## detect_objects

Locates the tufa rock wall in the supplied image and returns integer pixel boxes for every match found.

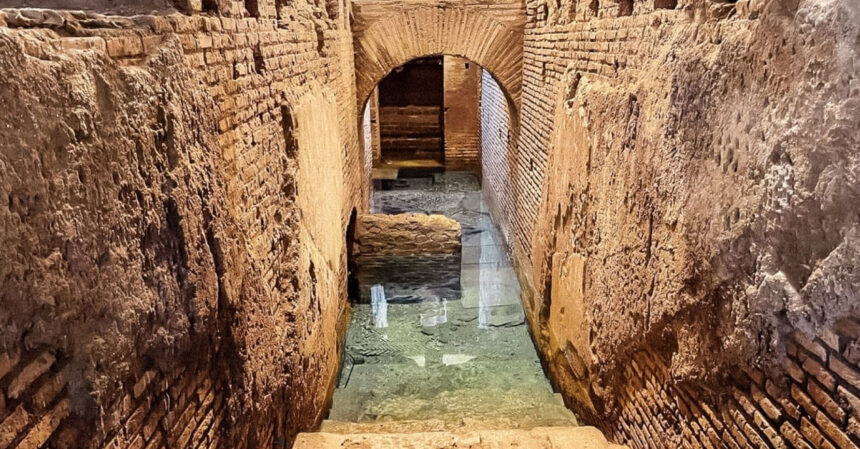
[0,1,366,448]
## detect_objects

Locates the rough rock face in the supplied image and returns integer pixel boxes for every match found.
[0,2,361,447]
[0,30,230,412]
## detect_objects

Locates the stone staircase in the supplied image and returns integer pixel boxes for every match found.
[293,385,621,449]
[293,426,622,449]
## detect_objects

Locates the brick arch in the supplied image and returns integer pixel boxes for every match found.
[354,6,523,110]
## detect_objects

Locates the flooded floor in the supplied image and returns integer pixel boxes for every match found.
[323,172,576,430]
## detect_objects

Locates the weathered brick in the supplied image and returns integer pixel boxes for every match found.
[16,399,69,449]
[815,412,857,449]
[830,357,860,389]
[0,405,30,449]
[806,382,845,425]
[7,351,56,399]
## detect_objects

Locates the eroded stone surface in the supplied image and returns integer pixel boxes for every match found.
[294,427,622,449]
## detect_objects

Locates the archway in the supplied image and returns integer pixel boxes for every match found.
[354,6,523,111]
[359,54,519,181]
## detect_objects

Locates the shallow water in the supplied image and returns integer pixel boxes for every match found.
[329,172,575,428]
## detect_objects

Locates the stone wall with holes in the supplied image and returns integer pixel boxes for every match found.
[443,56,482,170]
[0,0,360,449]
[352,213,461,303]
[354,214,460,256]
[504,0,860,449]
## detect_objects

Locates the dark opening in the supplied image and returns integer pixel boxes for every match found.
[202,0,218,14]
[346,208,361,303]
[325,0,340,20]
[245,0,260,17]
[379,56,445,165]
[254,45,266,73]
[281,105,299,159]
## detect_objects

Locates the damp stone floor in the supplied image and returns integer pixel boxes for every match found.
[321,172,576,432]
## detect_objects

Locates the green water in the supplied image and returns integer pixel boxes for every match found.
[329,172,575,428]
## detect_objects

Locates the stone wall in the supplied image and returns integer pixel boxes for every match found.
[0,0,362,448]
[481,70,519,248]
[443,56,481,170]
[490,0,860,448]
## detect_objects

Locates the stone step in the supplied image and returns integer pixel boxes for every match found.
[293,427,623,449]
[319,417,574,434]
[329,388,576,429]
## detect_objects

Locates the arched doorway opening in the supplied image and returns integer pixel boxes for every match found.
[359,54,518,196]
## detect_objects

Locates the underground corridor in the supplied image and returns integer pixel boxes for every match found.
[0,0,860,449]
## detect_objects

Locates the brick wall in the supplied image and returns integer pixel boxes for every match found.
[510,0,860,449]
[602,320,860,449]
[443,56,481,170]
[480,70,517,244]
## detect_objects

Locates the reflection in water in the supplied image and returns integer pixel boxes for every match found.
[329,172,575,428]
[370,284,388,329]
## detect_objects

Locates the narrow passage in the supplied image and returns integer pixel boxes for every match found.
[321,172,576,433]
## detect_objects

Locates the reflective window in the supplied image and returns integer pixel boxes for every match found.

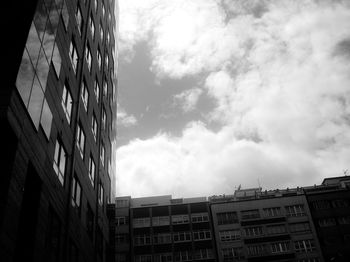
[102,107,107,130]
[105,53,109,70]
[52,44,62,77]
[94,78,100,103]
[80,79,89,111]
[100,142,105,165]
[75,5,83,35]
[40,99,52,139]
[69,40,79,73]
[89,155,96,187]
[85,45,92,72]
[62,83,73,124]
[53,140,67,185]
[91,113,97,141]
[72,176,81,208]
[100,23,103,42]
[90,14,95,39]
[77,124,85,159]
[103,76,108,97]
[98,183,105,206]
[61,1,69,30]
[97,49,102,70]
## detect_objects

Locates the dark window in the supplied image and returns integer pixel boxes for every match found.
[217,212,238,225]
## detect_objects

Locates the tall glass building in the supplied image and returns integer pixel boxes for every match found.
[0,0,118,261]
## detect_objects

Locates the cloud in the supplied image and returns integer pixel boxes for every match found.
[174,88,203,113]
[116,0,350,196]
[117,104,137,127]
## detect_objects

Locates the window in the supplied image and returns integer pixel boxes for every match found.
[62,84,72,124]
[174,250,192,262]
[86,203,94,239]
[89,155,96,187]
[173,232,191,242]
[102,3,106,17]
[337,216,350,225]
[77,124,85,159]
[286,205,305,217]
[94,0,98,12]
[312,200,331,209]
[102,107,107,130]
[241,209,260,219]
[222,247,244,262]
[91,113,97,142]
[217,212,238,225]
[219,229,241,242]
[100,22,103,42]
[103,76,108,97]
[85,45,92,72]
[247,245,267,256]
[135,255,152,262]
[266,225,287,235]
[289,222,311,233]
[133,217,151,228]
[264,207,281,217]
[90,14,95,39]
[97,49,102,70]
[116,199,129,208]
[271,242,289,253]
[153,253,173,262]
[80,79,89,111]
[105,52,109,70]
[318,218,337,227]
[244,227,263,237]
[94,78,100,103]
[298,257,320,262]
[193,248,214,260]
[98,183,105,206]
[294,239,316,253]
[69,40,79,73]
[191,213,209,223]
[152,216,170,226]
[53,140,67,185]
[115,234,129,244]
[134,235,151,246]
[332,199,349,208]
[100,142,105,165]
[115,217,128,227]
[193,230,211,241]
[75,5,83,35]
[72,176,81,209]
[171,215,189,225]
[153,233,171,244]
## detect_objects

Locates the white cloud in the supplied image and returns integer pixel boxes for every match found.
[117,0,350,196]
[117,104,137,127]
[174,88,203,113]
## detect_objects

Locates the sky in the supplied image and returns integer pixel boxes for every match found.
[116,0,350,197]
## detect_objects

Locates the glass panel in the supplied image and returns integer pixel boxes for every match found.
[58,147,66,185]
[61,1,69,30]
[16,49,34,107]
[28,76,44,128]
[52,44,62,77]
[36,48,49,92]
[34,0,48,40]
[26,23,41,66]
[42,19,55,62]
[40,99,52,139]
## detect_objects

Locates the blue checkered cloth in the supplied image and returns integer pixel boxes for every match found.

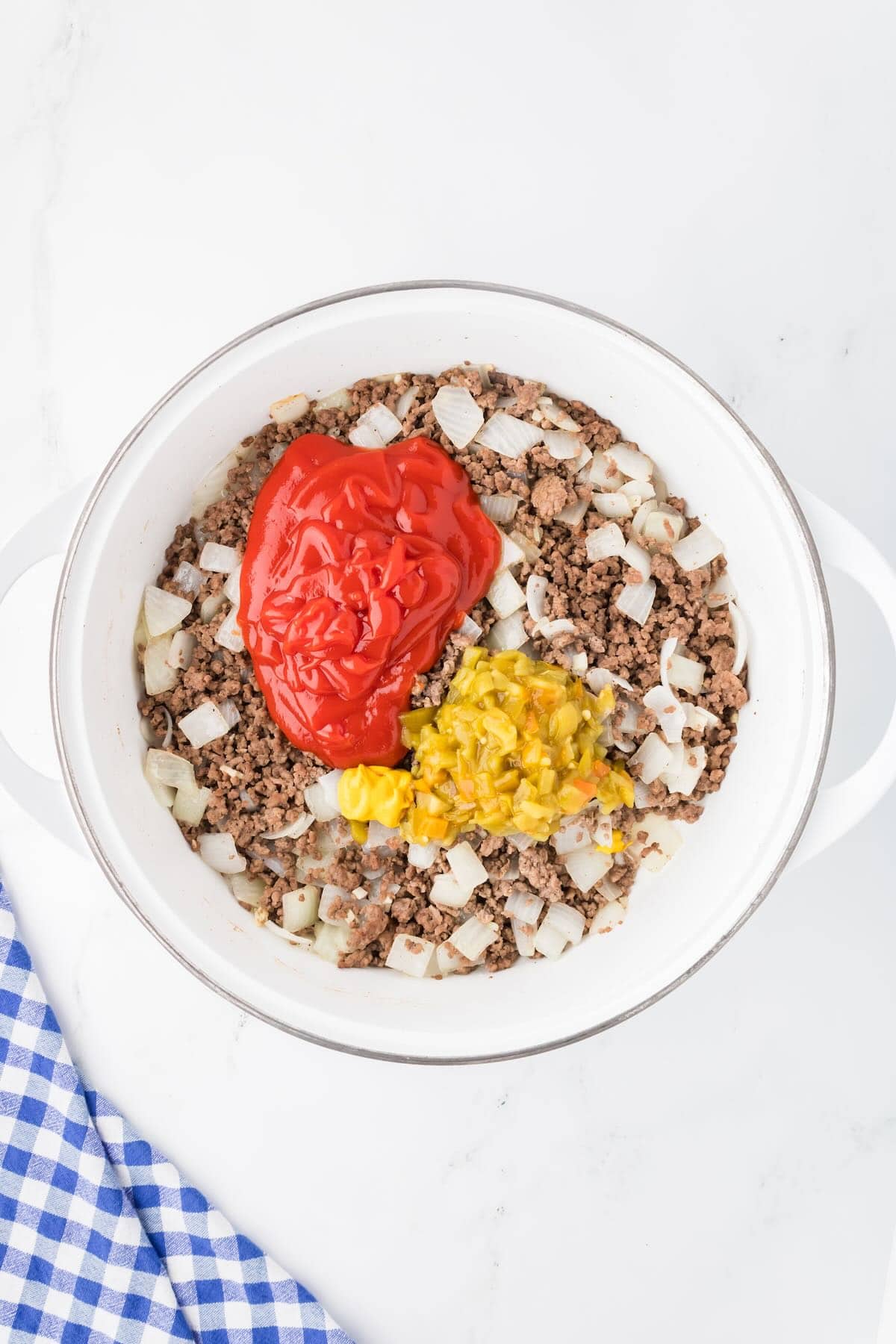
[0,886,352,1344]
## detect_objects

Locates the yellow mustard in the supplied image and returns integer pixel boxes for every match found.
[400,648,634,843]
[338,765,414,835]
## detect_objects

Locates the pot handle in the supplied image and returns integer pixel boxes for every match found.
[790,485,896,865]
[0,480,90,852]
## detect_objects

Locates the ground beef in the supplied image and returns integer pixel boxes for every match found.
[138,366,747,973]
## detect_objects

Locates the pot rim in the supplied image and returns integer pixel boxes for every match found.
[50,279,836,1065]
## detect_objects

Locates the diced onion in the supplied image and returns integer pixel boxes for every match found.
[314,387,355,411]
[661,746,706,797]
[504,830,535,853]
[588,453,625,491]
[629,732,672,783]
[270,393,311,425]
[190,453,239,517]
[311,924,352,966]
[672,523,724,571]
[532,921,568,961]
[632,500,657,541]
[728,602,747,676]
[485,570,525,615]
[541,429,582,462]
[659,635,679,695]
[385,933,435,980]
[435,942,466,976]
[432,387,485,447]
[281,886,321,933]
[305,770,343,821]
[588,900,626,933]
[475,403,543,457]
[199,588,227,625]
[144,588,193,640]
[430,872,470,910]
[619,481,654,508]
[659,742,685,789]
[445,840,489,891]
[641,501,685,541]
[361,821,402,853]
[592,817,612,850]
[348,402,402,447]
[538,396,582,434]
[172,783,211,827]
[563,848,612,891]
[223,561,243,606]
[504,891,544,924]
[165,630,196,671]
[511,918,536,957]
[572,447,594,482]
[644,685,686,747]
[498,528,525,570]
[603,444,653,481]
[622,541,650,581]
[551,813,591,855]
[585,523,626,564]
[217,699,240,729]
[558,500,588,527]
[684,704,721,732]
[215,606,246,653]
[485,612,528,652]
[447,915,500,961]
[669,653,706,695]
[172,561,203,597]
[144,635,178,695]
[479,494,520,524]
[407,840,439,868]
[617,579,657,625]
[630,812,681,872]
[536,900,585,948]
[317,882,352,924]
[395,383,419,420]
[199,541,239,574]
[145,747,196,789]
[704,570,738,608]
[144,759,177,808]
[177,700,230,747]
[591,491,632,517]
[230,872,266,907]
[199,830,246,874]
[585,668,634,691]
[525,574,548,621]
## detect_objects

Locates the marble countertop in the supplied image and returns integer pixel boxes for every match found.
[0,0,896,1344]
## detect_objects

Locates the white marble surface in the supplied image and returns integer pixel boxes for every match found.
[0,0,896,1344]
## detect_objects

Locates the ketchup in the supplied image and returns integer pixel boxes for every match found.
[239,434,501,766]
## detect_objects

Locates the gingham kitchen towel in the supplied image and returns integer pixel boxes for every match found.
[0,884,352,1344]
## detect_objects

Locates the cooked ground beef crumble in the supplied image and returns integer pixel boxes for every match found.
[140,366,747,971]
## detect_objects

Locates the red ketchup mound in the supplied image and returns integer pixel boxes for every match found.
========================================================================
Set exercise |
Output the rows as a numbered list, from the first line through the line with "[0,30,230,412]", both included. Skip blank lines and omit the pictures.

The result |
1. ## detect_objects
2. Locates the tufa rock wall in the supplied image and returns integer pixel boxes for every match found.
3. [0,1,366,448]
4. ## detect_objects
5. Locates the rough rock face in the supplied image and returns integer pixel boxes for every match found.
6. [0,2,361,447]
7. [0,30,230,412]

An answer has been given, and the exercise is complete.